EXERCISE
The answer is the exact run of lines in the listing below from the line containing "Expected: one marker per instance of the dark" up to and including the line containing "Expected: one marker per instance of the cactus", with pictures removed.

THE DATA
================================

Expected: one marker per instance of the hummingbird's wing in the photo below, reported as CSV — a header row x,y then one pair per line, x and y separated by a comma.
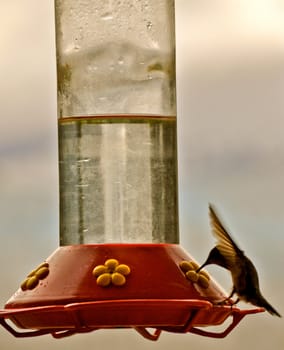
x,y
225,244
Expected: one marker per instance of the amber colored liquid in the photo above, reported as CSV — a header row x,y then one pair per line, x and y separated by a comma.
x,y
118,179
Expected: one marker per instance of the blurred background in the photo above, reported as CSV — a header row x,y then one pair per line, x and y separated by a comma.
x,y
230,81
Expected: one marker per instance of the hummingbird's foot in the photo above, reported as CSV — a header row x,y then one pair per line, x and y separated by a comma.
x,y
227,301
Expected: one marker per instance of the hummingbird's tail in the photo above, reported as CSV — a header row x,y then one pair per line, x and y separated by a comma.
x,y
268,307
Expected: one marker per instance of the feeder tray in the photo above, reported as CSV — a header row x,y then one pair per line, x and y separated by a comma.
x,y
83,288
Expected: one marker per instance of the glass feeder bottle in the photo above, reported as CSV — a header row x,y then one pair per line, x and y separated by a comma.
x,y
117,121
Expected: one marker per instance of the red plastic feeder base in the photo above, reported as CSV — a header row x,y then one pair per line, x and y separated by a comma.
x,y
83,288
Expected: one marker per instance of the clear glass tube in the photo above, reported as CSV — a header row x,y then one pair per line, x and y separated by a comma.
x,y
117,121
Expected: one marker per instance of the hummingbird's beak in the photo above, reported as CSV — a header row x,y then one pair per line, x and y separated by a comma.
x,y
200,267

================================

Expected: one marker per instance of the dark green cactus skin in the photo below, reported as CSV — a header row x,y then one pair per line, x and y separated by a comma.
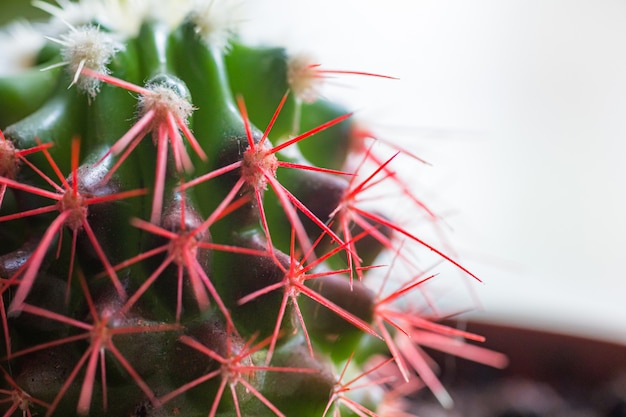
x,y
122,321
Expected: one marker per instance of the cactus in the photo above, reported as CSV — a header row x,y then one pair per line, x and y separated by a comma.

================================

RESULT FOR THIS EXERCISE
Expected: one marker per instance of the dark green cactus skin in the photo below, reported as CSV — a header row x,y then one pair per line, x and y separated by a comma.
x,y
122,321
Expected: one marker per instance of the cactus in the photo above, reported as CSV — a header row x,y then one pair per line, x and y separated by a comma.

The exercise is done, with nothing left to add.